#### Fragmento del documento

Los datos de la pandemia por Coronavirus están en discusión. Lo que parece un aserto hoy, es una duda mañana. Estas dudas se replican a nivel mundial, generando un debate sobre cuál es el éxito real de las medidas, cuyo índice es el nivel de fallecidos por la enfermedad. Números que se dan por cientos o miles, y que se temen por millones.
En Argentina, el presidente repite como un mantra que, entre la economía y la salud, elige la salud, a lo que algunos le responden que, sin economía, los problemas de salud no harán más que agravarse. Alberto Fernández señaló este fin de semana que, en una publicación que compara las conductas en distintos países, se mencionan claras diferencias en el comportamiento de los dirigentes femeninos comparados con los masculinos. Fernández se complace de ser, entre los hombres, una excepción. El presidente argentino actúa como si fuera mujer, e incurre actitudes extremas como el cierre de algunas actividades, convencido de que es en estas acciones en las que basa el éxito de la baja performance de contagio del COVID-19 en el país.

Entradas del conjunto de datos
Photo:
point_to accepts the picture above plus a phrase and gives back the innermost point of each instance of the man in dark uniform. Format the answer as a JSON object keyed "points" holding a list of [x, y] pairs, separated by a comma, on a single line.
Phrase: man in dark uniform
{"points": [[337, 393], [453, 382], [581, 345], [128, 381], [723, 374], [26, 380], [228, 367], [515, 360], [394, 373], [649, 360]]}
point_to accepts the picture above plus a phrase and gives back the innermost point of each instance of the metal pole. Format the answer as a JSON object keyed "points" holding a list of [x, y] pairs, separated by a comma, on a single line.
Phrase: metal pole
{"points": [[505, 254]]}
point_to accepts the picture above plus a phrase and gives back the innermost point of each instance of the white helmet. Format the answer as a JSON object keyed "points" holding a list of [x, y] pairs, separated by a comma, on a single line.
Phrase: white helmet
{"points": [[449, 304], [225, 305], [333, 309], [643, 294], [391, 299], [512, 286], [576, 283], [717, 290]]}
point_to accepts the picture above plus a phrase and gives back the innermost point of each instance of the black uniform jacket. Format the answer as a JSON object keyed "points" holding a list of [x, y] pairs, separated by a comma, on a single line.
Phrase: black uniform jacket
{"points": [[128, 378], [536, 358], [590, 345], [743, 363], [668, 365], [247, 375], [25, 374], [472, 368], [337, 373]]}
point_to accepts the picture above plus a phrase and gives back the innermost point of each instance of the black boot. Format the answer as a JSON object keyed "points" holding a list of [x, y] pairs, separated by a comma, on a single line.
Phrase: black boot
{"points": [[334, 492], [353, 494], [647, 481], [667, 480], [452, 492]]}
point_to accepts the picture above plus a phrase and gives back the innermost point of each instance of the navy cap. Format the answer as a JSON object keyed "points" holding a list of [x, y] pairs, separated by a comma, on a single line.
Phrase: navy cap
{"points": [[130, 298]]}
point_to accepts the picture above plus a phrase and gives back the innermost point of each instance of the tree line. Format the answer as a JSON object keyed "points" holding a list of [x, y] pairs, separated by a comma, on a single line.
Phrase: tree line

--

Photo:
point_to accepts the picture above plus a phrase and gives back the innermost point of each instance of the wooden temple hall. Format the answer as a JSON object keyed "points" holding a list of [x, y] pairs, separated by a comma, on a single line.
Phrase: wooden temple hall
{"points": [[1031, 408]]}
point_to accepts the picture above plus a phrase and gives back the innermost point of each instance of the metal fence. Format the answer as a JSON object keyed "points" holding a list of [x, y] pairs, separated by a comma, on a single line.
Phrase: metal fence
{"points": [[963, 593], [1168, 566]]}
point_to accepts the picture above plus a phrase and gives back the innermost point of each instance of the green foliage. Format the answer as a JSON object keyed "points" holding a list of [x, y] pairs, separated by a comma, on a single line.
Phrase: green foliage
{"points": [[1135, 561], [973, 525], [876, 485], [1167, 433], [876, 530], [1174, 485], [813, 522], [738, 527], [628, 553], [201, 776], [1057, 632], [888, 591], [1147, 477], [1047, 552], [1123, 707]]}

...

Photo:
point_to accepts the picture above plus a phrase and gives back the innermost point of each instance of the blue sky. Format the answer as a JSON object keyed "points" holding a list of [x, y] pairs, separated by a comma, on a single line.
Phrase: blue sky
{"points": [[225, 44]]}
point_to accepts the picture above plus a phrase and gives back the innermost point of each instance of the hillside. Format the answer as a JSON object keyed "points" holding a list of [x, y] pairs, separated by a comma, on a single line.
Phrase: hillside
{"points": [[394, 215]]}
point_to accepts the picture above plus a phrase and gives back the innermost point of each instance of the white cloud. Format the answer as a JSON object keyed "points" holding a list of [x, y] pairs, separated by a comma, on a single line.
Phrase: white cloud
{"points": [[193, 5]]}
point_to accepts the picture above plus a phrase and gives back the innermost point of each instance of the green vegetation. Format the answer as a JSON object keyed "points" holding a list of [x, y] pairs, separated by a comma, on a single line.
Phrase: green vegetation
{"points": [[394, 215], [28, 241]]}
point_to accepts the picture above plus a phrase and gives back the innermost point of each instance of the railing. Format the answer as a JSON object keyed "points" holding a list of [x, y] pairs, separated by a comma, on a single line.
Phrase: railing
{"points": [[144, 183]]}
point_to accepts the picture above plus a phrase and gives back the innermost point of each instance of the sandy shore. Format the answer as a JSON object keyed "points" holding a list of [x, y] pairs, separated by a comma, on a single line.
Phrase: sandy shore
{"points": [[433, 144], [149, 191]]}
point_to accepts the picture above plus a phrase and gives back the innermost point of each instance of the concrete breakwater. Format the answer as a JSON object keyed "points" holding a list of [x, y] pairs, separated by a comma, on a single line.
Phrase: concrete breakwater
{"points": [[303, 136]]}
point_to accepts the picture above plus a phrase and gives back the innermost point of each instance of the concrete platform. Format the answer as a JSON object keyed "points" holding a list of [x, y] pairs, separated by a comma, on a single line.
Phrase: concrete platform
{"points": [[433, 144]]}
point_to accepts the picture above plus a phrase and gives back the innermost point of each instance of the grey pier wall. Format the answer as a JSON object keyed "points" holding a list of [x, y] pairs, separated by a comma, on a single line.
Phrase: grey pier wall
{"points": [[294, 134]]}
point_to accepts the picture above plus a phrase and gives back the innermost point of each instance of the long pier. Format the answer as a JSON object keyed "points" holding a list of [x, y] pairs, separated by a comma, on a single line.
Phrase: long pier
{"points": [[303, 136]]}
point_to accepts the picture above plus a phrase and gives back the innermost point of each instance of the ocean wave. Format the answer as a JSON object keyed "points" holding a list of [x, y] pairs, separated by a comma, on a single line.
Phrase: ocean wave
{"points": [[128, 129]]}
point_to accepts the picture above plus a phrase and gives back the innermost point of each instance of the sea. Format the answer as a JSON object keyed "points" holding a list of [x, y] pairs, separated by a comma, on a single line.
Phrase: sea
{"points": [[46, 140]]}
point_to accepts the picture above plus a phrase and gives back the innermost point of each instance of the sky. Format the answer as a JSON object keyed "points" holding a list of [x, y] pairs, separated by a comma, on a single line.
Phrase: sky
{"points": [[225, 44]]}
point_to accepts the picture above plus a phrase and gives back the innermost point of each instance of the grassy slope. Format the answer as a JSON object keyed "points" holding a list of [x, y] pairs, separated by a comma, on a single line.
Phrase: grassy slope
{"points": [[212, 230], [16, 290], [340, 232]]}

#### Instrucciones
A - Resume en dos oraciones el fragmento sobre la pandemia.
B - Copia del fragmento sobre la pandemia el pasaje que va desde "Los datos de" hasta "temen por millones." inclusive, y cambia en él "aserto" por "certeza".

#### Resultados por tarea
A - Los datos de la pandemia de coronavirus están en discusión en todo el mundo, y el debate se centra en el éxito real de las medidas, cuyo índice es el nivel de fallecidos. En Argentina, Alberto Fernández repite que elige la salud antes que la economía, se considera una excepción entre los dirigentes hombres y atribuye la baja performance de contagio del COVID-19 en el país a medidas como el cierre de algunas actividades.

B -
Los datos de la pandemia por Coronavirus están en discusión. Lo que parece un certeza hoy, es una duda mañana. Estas dudas se replican a nivel mundial, generando un debate sobre cuál es el éxito real de las medidas, cuyo índice es el nivel de fallecidos por la enfermedad. Números que se dan por cientos o miles, y que se temen por millones.